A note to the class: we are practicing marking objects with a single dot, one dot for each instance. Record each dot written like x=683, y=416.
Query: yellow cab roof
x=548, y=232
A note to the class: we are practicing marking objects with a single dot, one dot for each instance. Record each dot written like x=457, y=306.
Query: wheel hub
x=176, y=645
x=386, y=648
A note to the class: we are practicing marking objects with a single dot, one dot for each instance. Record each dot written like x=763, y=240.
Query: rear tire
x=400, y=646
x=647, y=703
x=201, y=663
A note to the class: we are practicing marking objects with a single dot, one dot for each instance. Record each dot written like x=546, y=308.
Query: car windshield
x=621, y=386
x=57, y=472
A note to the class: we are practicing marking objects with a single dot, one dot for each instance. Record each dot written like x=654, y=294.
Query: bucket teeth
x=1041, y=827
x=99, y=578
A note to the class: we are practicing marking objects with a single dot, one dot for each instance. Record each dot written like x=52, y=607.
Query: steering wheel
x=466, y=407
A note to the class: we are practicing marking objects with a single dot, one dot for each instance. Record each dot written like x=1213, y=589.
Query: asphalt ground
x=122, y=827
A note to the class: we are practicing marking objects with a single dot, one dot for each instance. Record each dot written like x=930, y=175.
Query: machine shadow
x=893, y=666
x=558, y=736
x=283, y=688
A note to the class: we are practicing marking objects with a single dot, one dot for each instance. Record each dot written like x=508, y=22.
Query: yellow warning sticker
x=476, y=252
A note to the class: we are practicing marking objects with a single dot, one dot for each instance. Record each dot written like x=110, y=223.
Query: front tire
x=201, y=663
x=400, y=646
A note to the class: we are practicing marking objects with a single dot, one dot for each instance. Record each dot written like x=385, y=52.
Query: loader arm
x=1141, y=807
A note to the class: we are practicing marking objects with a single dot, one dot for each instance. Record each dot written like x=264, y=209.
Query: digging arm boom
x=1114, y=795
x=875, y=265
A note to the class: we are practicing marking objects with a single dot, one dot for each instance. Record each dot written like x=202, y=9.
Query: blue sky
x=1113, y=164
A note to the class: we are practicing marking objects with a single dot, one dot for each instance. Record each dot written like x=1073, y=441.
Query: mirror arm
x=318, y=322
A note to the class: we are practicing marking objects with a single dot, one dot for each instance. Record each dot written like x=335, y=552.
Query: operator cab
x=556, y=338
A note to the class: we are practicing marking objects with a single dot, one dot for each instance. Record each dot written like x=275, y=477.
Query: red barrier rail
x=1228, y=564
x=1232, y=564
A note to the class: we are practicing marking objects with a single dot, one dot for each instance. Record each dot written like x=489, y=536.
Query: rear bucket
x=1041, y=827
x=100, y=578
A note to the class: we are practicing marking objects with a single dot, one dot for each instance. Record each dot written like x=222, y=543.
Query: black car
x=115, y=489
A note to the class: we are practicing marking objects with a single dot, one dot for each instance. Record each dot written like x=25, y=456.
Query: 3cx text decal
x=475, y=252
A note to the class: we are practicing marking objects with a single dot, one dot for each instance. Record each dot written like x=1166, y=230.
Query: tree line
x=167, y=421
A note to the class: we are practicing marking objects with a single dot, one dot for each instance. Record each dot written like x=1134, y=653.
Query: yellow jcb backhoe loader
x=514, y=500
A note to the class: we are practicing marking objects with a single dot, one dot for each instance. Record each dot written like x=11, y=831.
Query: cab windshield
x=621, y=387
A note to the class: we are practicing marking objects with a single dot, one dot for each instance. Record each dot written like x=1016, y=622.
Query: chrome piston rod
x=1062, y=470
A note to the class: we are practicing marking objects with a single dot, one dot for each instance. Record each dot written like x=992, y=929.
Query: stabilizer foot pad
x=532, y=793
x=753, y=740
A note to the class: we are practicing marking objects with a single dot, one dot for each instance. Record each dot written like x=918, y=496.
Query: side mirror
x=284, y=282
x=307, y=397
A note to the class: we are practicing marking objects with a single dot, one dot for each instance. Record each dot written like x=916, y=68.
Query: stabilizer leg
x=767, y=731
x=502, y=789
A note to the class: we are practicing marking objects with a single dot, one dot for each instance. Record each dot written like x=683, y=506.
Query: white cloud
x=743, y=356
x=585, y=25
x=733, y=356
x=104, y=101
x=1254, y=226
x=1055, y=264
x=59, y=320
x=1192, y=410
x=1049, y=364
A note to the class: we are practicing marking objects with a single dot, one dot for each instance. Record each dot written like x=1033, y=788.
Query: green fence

+ + + +

_Written request_. Rewrite the part that opens with the line containing "like x=918, y=496." and closes with the line containing "x=502, y=789", replacing "stabilizer leg" with "outrigger leg" and changing nothing else.

_Answer to this task_.
A note to the class: we are practicing marking objects with a single dot, one dot for each instance. Record each dot written like x=918, y=496.
Query: side mirror
x=284, y=282
x=307, y=397
A note to the class: we are practicing marking objects with a single dot, one dot for each instance. Record each dot written like x=916, y=68.
Query: outrigger leg
x=767, y=731
x=502, y=789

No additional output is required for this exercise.